** DOCUMENT **
À l’aide d’un peu de soie, la soudure s’opère dans la région médiane du brin et sur une certaine longueur, autant que le permet, de droite et de gauche, la flexion de la tête.

Sans tarder, de la même manière se harponnent à distance, se mesurent, se taillent et se mettent en place d’autres brins. À mesure que le voisinage se dégarnit, la récolte se fait à des portées plus longues, et la Phrygane se projette davantage hors de son appui, où ne restent inclus que les derniers anneaux. Curieuse gymnastique alors que celle de cette molle échine se tourmentant et ondulant suspendue, tandis que les grappins sondent les environs à la recherche d’un fil.

Tant de peine a pour résultat une sorte de manchon en cordelettes blanches. L’ouvrage est de faible consistance et d’arrangement peu régulier. D’après les manœuvres du constructeur, j’entrevois cependant que l’édifice ne serait pas dépourvu de mérite si les matériaux s’y prêtaient mieux. La Phrygane apprécie assez bien la dimension de ses pièces au moment de les tailler ; elle leur donne à toutes à peu près même longueur ; elle les oriente sur la margelle du manchon toujours dans le sens transversal ; elle les fixe par le milieu.

Ce n’est pas tout : la manière de travailler vient largement en aide à la coordination générale. Quand il construit avec des briques l’étroit canal d’une cheminée d’usine, le maçon se tient au centre de sa tourelle, et de proche en proche établit de nouvelles assises en tournant sur lui-même. La Phrygane opère de même.

Liste:

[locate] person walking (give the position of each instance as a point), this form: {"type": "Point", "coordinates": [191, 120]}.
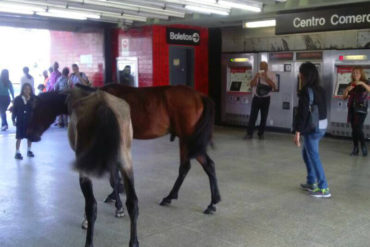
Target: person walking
{"type": "Point", "coordinates": [61, 85]}
{"type": "Point", "coordinates": [6, 89]}
{"type": "Point", "coordinates": [53, 77]}
{"type": "Point", "coordinates": [78, 77]}
{"type": "Point", "coordinates": [312, 105]}
{"type": "Point", "coordinates": [357, 93]}
{"type": "Point", "coordinates": [263, 83]}
{"type": "Point", "coordinates": [20, 116]}
{"type": "Point", "coordinates": [27, 78]}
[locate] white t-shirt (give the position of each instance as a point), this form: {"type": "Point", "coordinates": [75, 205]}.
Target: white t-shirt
{"type": "Point", "coordinates": [271, 76]}
{"type": "Point", "coordinates": [25, 79]}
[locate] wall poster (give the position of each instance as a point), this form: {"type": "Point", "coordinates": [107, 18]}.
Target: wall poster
{"type": "Point", "coordinates": [239, 79]}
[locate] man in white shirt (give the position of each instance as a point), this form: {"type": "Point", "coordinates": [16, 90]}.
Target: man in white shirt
{"type": "Point", "coordinates": [78, 77]}
{"type": "Point", "coordinates": [27, 78]}
{"type": "Point", "coordinates": [263, 83]}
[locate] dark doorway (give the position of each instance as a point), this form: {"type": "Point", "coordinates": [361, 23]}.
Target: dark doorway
{"type": "Point", "coordinates": [181, 65]}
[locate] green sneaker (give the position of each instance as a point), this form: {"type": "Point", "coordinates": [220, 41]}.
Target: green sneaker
{"type": "Point", "coordinates": [321, 193]}
{"type": "Point", "coordinates": [309, 187]}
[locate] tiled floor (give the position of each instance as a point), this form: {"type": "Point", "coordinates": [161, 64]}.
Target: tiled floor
{"type": "Point", "coordinates": [41, 203]}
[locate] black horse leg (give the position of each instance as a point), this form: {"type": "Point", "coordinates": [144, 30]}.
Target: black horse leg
{"type": "Point", "coordinates": [90, 208]}
{"type": "Point", "coordinates": [118, 204]}
{"type": "Point", "coordinates": [183, 171]}
{"type": "Point", "coordinates": [209, 167]}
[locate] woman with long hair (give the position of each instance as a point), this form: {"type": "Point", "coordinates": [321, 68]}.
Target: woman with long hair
{"type": "Point", "coordinates": [21, 114]}
{"type": "Point", "coordinates": [312, 96]}
{"type": "Point", "coordinates": [6, 89]}
{"type": "Point", "coordinates": [357, 93]}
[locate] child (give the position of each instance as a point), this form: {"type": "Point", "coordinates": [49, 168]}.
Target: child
{"type": "Point", "coordinates": [21, 113]}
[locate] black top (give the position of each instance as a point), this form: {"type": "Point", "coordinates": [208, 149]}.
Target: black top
{"type": "Point", "coordinates": [303, 107]}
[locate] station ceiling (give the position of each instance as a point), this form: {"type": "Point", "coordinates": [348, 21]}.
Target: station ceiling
{"type": "Point", "coordinates": [209, 13]}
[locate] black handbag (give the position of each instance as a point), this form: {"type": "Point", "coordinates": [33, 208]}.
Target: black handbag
{"type": "Point", "coordinates": [360, 108]}
{"type": "Point", "coordinates": [312, 123]}
{"type": "Point", "coordinates": [262, 90]}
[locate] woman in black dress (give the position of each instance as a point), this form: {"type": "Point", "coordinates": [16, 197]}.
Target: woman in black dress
{"type": "Point", "coordinates": [21, 114]}
{"type": "Point", "coordinates": [357, 93]}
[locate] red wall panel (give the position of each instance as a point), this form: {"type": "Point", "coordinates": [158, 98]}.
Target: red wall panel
{"type": "Point", "coordinates": [149, 44]}
{"type": "Point", "coordinates": [67, 48]}
{"type": "Point", "coordinates": [139, 45]}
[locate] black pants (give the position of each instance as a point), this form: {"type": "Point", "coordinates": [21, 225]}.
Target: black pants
{"type": "Point", "coordinates": [357, 124]}
{"type": "Point", "coordinates": [258, 104]}
{"type": "Point", "coordinates": [4, 103]}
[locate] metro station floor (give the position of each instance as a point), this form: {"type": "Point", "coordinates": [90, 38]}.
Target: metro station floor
{"type": "Point", "coordinates": [41, 203]}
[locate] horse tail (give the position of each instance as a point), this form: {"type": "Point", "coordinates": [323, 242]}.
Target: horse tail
{"type": "Point", "coordinates": [202, 136]}
{"type": "Point", "coordinates": [103, 153]}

** CONSIGNE **
Répondez brièvement, d'après le texte sur la Phrygane :
1. À l'aide de quoi la soudure s'opère-t-elle ?
2. Quel est le résultat de tant de peine ?
3. Où se tient le maçon quand il construit l'étroit canal d'une cheminée d'usine ?
La liste n'a aucun rôle dans ce qui est demandé ici.

** RÉPONSE ATTENDUE **
1. À l'aide d'un peu de soie.
2. Une sorte de manchon en cordelettes blanches.
3. Au centre de sa tourelle.